- **Stored data entries**
--- START ---
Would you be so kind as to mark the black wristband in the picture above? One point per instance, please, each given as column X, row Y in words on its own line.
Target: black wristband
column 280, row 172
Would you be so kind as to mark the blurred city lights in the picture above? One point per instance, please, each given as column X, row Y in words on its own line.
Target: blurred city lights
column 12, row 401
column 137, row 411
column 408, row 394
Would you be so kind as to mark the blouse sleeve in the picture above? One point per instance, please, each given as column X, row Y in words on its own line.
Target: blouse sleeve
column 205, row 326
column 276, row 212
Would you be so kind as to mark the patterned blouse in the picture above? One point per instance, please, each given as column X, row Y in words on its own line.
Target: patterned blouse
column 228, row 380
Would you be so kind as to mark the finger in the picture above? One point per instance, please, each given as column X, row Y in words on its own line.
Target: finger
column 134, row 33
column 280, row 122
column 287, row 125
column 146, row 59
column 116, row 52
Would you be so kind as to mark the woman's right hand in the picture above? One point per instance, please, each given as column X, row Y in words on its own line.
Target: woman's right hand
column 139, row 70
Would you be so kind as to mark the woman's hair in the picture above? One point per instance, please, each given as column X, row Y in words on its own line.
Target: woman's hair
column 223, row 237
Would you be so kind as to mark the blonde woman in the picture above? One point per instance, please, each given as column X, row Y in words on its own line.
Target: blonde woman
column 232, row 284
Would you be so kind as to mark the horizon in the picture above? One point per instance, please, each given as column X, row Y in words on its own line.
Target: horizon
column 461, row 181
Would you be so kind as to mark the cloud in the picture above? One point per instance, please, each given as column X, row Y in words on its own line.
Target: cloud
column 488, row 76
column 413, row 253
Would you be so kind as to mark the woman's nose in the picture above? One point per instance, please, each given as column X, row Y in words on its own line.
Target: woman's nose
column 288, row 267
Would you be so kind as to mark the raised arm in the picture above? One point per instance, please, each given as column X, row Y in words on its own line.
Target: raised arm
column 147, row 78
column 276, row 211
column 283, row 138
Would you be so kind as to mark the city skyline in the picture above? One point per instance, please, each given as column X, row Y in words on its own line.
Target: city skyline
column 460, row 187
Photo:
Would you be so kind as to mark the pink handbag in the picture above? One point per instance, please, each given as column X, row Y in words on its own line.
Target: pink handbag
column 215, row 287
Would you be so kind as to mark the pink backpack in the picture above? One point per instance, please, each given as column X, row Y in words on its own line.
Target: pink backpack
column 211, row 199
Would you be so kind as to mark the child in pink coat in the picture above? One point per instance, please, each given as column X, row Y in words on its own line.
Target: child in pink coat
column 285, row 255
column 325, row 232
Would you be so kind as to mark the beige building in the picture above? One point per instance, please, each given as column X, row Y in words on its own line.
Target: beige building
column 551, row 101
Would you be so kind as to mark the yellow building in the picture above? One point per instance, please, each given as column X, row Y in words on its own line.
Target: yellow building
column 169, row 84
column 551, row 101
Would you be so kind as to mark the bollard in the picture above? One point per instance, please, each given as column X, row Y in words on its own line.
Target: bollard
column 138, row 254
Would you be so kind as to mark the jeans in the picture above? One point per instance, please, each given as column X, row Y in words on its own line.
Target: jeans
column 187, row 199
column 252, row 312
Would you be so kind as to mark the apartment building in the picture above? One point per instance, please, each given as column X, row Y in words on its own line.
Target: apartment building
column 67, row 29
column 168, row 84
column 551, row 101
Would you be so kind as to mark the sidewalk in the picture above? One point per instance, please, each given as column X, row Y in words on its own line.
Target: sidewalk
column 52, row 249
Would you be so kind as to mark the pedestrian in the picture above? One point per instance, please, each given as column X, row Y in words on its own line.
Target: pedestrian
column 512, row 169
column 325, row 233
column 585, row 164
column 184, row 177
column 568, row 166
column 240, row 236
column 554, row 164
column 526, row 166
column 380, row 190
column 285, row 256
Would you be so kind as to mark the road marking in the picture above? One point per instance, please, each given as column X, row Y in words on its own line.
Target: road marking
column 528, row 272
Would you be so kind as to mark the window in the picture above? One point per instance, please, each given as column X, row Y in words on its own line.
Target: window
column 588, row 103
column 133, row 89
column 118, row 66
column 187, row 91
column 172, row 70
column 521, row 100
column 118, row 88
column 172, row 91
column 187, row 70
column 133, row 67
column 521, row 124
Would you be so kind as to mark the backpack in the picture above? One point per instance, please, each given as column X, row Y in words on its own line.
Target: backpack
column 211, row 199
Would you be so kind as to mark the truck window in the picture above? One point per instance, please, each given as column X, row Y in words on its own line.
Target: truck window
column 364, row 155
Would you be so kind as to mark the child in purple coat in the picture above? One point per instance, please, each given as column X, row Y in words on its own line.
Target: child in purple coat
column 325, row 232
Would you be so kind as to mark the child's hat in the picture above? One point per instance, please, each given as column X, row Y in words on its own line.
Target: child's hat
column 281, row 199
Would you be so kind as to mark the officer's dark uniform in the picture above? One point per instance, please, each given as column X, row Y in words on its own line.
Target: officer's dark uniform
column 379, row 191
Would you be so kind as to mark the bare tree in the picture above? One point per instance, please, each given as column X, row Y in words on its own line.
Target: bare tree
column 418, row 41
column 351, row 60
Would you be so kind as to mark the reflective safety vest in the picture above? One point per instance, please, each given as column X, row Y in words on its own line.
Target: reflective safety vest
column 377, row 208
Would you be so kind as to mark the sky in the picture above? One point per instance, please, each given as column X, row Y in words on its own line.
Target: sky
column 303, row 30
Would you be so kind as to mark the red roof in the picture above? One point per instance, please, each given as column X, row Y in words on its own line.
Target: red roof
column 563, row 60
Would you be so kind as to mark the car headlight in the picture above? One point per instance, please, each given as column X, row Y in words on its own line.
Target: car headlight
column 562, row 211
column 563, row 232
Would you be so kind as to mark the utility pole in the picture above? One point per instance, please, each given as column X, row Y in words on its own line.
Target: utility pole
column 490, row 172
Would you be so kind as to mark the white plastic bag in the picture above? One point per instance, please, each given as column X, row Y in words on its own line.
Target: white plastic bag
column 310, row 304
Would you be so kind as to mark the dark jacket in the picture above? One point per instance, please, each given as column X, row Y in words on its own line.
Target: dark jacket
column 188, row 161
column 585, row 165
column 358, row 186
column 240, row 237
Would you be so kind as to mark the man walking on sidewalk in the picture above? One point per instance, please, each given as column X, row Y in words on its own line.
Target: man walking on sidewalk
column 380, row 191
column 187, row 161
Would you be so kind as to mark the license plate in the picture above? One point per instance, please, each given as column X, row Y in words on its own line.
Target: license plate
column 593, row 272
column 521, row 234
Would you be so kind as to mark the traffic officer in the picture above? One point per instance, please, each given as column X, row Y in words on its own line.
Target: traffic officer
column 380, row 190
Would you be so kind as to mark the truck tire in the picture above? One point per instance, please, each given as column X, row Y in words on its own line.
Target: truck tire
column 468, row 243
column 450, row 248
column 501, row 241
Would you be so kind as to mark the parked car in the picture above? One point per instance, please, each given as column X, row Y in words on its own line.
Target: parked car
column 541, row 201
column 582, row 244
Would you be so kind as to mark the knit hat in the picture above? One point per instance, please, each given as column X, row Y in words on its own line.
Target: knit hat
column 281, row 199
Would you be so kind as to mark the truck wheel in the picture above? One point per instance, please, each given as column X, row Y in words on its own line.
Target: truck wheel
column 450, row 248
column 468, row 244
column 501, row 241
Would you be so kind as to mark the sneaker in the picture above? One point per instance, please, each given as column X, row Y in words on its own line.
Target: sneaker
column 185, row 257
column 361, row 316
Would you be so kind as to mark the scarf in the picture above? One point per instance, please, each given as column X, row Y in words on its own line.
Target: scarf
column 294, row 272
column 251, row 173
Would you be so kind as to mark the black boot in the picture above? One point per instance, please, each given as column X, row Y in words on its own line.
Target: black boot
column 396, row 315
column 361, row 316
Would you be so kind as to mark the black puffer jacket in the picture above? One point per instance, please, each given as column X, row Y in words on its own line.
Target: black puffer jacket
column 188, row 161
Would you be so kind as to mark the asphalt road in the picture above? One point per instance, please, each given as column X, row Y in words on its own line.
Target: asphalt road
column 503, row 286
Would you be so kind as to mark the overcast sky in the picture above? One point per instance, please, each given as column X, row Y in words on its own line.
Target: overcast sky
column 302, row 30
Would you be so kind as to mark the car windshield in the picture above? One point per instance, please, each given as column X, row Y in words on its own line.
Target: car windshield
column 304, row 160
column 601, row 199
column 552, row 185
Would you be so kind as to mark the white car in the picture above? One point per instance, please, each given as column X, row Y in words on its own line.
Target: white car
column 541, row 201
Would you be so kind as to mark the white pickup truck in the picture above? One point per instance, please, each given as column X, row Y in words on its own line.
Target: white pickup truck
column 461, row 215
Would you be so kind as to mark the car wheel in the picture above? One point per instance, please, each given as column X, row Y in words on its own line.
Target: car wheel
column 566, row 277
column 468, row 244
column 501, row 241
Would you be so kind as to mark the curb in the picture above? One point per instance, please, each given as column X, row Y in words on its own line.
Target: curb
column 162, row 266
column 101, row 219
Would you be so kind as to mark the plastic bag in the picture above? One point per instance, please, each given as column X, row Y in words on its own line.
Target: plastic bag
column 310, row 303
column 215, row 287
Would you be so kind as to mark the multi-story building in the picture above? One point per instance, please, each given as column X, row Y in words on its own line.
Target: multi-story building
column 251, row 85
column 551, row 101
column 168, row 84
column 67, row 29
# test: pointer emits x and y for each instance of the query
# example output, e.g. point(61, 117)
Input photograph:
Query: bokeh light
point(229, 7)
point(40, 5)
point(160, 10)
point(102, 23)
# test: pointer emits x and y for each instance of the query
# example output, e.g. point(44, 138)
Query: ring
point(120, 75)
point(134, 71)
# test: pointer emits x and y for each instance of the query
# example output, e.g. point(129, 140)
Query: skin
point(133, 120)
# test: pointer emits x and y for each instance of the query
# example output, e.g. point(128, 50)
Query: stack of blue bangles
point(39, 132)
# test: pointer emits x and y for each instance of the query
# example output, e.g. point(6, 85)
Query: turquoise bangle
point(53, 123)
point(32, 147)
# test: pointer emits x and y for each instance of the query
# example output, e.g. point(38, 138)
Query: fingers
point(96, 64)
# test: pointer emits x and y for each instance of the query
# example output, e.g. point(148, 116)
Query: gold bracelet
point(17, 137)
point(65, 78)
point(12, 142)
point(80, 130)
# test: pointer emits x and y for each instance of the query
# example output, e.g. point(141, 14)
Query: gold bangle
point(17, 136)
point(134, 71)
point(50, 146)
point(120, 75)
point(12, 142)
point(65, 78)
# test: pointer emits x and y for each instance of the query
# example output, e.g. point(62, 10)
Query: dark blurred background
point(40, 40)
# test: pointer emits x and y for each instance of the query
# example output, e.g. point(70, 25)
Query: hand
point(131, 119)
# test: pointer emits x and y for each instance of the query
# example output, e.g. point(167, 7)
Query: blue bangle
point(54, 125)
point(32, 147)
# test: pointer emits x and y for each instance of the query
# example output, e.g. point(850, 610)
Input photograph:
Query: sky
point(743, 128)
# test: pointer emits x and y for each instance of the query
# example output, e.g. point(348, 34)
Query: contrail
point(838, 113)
--- END ---
- **Task**
Extract exactly and only the lines above from the line containing "Would you be so kind as to mark the blouse" through the line containing "Would you be so kind as to mark the horizon", both end lines included.

- **Output for this exercise**
Would you be so kind as to mark the blouse sleeve in the picture above? One point per instance, please, each given as column X, row Y in words on its own line.
Target: blouse sleeve
column 205, row 326
column 276, row 212
Would you be so kind as to mark the patterned blouse in the picture above? One point per instance, please, each given as column X, row Y in words on its own line.
Target: patterned blouse
column 228, row 380
Would you be so kind as to mark the finger in the picture above? One point per instance, please, each given as column X, row Y in words on its own line.
Target: finger
column 134, row 33
column 280, row 122
column 287, row 125
column 146, row 59
column 116, row 52
Would you be so kind as to mark the woman's right hand in the picture above? One point per instance, please, each given as column X, row Y in words on its own line.
Target: woman's right hand
column 139, row 70
Would you be so kind as to mark the woman's hair in the picture above? One point per instance, please, each given as column X, row Y in words on its own line.
Target: woman's hair
column 223, row 237
Would you be so kind as to mark the blonde woman in the picture above? One point per instance, please, each given as column X, row Y in words on its own line.
Target: blonde woman
column 232, row 284
Would you be so kind as to mark the horizon in the picture above? One point per instance, please, each given as column X, row Y in words on its own line.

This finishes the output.